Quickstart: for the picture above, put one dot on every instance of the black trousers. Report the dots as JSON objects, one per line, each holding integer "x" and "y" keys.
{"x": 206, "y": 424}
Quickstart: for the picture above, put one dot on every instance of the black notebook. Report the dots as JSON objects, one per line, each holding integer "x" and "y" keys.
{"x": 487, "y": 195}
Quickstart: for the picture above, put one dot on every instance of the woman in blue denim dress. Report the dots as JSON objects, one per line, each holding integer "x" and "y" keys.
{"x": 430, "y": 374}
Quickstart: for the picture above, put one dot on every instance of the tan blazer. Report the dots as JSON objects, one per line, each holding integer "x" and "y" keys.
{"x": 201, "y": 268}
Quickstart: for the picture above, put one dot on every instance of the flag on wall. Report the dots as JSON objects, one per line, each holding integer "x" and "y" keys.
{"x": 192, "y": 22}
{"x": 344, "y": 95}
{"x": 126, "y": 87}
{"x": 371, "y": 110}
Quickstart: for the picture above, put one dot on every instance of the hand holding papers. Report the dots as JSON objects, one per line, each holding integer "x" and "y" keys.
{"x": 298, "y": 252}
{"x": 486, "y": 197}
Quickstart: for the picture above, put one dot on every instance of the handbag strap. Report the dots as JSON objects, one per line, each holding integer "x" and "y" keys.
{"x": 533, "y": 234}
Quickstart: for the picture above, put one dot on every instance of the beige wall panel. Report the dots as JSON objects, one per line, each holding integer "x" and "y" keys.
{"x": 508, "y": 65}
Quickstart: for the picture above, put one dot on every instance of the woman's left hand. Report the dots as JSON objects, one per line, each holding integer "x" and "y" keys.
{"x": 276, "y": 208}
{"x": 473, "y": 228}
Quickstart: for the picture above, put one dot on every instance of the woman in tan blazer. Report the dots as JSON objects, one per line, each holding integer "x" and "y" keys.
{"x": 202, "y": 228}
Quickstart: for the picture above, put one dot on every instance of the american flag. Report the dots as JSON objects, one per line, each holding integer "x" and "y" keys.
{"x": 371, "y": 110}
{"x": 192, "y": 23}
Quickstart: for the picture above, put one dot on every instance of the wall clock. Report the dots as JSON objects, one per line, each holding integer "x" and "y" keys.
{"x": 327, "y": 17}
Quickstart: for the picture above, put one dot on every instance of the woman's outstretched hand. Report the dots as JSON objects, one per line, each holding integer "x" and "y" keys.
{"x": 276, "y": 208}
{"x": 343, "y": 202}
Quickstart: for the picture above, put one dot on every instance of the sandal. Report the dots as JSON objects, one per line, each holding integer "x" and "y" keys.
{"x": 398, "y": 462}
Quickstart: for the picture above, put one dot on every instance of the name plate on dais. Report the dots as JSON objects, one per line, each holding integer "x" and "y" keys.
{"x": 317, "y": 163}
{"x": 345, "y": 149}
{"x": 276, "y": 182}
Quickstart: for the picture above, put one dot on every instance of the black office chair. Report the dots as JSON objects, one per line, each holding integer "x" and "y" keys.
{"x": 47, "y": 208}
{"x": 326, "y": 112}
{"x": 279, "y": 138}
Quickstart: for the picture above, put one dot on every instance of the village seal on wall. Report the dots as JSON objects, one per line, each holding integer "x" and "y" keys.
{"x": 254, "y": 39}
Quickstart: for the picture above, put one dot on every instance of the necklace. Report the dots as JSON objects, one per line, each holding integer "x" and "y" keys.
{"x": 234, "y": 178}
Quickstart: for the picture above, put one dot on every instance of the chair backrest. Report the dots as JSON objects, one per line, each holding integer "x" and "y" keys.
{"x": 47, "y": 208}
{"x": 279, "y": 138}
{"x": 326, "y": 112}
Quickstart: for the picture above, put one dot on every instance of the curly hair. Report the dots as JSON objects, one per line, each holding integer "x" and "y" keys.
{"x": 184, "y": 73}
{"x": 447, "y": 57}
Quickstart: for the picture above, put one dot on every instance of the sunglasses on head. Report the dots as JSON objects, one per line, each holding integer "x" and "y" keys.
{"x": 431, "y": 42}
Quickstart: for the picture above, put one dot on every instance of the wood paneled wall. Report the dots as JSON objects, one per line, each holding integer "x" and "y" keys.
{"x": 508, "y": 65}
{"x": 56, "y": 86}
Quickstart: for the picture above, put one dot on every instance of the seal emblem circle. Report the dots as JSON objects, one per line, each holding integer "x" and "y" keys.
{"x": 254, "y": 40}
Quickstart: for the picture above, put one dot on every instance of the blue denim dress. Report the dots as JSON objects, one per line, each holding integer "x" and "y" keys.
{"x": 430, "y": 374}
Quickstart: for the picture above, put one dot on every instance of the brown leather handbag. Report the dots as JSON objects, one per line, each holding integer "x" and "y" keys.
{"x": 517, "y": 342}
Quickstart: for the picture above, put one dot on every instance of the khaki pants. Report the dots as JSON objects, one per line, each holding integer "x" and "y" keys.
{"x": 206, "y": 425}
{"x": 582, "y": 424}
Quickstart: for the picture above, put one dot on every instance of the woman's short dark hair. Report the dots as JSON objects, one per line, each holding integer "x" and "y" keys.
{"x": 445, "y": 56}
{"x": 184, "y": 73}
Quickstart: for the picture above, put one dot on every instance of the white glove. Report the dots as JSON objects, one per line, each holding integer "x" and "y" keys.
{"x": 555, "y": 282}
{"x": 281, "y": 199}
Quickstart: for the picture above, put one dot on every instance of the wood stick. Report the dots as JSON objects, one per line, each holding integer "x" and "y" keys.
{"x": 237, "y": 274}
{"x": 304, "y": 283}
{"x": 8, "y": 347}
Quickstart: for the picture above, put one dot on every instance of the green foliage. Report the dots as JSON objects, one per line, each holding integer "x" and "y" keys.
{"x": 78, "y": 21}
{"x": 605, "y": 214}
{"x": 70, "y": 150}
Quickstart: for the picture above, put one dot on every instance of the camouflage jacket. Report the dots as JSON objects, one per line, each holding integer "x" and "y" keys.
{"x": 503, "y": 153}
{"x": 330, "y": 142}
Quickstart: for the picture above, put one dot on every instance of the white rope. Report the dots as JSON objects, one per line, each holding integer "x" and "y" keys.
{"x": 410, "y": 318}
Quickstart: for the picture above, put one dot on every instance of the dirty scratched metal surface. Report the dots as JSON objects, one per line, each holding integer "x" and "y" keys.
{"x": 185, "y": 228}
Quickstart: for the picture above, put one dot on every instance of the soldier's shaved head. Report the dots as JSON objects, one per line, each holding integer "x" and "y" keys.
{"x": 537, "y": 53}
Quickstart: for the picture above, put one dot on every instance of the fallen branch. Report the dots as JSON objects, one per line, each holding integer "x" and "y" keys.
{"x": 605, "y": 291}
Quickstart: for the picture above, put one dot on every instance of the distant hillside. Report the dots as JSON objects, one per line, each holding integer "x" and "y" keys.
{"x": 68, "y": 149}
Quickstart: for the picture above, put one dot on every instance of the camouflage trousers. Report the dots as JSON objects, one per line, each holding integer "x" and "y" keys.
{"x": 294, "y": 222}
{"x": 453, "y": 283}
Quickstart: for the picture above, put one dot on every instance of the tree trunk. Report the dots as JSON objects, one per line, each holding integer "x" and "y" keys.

++++++++++++++++++++

**Work required:**
Quote only the lines from the line containing "of the soldier's" through the end of the entries, keeping the first and the last.

**Output of the exercise:**
Quickstart: for the picture above, put one dot on every instance of the soldier's shaved head. Report the dots as JSON objects, one per line, each holding integer "x" and "y" keys.
{"x": 537, "y": 53}
Quickstart: for the picture above, put one dot on every instance of the fallen branch. Report the dots as JSON objects, one per line, each holding integer "x" and "y" keys.
{"x": 605, "y": 291}
Quickstart: for the picture above, put one dot on every instance of the distant hillside. Report the dots as JSON objects, one per line, each holding integer "x" and "y" keys.
{"x": 68, "y": 149}
Quickstart: for the picture above, put one dot on every instance of the camouflage trousers. Report the dots as JSON objects, one per line, each holding integer "x" and "y" keys.
{"x": 294, "y": 222}
{"x": 453, "y": 283}
Quickstart: for the picture above, put one dot on every instance of the tree trunk. Report the dots as JSON objects, one per line, each holding integer "x" and "y" keys.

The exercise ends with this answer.